- What you are asked to do -
Copy the records from the line containing "Reviewer note: verify one keypoint per instance of the anther." through the end of the records, requests included. Shift every coordinate in the answers by adding 19 to each of its two numbers.

>> begin Listed entries

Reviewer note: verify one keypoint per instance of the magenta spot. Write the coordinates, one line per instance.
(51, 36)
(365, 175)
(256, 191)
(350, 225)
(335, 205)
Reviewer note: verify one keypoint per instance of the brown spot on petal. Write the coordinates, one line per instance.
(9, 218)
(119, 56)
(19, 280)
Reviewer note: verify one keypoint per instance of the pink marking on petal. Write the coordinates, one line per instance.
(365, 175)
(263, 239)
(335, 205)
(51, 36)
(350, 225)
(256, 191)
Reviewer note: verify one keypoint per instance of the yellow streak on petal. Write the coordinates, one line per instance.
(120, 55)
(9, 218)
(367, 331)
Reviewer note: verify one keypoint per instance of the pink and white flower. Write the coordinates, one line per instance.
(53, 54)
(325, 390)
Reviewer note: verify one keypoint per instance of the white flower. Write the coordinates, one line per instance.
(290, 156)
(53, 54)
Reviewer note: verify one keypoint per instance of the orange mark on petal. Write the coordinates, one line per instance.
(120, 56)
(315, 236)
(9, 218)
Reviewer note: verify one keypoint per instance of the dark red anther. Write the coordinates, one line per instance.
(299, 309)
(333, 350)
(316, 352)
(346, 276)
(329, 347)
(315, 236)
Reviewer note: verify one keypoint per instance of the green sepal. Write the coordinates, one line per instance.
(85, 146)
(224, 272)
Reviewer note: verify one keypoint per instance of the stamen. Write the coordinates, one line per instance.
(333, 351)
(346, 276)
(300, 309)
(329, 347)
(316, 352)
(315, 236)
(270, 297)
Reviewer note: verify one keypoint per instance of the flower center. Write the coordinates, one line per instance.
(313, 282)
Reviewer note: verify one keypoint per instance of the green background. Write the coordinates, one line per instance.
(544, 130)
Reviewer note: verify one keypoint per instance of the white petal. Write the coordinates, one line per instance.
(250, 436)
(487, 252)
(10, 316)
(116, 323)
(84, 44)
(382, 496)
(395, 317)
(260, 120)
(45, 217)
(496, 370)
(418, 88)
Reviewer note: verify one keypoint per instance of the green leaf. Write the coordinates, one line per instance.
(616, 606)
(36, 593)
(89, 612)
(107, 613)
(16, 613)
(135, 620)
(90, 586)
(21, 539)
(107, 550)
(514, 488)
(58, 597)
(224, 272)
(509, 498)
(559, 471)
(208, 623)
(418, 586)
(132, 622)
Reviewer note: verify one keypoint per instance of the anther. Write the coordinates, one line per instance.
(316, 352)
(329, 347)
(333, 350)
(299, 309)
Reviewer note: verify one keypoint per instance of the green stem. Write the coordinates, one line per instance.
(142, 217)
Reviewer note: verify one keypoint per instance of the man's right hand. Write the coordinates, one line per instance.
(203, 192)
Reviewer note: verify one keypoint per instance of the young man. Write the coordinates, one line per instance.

>> end Listed entries

- Reply -
Reviewer note: verify one keypoint per instance of the anther. Write the coordinates, one line per instance.
(335, 371)
(348, 366)
(352, 369)
(318, 328)
Reviewer note: verify one keypoint per instance of the green stem. Write the coordinates, one line per instance.
(161, 236)
Reviewer note: verify one keypoint per instance of the man's right hand. Write the coordinates, one line per instance.
(222, 211)
Reviewer note: verify one keypoint per instance of the young man. Write the coordinates, one line per instance.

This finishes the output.